--- start of Information provided ---
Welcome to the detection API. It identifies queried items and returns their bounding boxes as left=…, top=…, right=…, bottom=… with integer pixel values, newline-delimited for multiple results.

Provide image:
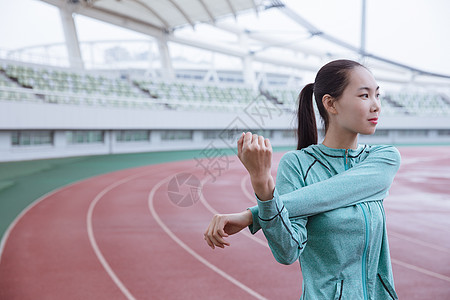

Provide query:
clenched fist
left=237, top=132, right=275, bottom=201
--- end of Information provided ---
--- start of Information provided ---
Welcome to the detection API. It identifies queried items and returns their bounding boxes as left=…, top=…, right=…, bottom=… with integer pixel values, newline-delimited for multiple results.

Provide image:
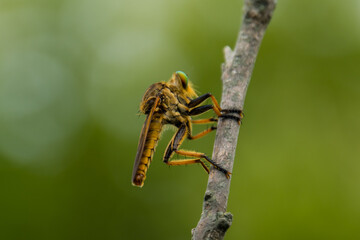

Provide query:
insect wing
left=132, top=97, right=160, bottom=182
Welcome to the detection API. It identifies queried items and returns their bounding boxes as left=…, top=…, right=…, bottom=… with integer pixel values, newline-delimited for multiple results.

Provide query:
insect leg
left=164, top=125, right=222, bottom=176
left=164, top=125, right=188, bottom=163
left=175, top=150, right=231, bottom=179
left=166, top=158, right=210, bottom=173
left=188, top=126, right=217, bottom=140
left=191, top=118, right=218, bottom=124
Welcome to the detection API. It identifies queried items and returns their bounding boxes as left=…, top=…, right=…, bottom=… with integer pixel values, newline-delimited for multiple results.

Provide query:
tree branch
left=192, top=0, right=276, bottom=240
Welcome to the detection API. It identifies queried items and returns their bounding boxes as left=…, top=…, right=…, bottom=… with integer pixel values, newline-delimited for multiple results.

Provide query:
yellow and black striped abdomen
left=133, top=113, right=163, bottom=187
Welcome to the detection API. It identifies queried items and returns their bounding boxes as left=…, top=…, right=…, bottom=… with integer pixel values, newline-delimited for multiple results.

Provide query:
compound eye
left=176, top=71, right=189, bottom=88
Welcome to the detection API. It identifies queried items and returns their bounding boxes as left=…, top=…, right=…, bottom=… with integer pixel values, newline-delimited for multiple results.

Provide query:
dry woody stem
--- end of Information provided ---
--- start of Information provided ---
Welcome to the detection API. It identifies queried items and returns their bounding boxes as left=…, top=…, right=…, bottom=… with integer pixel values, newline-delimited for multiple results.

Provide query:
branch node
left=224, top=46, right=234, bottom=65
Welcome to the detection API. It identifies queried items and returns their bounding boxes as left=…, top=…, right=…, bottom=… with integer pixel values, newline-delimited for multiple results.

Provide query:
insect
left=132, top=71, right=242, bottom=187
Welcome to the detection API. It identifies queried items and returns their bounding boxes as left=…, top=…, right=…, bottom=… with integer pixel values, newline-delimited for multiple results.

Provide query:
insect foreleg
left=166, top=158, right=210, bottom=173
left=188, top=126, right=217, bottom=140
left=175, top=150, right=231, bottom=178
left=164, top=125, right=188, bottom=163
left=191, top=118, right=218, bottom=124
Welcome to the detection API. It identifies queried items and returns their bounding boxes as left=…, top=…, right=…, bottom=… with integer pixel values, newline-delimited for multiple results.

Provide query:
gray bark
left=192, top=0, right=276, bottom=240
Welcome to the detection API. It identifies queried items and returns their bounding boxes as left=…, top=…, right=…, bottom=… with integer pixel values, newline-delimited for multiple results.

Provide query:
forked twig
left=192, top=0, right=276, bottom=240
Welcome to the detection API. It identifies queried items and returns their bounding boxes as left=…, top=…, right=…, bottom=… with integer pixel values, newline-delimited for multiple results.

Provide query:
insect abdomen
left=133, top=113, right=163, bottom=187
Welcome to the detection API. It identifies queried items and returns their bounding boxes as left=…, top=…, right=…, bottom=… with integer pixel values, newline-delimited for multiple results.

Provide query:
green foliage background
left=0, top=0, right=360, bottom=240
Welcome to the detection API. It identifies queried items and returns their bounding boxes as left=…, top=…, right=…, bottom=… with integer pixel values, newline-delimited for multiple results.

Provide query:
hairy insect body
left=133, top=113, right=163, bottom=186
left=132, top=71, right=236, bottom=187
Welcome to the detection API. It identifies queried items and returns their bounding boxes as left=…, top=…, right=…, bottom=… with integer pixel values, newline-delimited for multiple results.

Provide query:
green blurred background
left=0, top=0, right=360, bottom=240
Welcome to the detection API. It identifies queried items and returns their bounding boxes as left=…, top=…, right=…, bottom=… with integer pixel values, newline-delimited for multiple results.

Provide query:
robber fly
--- end of Information provided ---
> **Given instruction**:
List every line in the listing above that contains the string "insect".

> **Task answer**:
insect wing
insect leg
insect
insect foreleg
insect abdomen
hairy insect body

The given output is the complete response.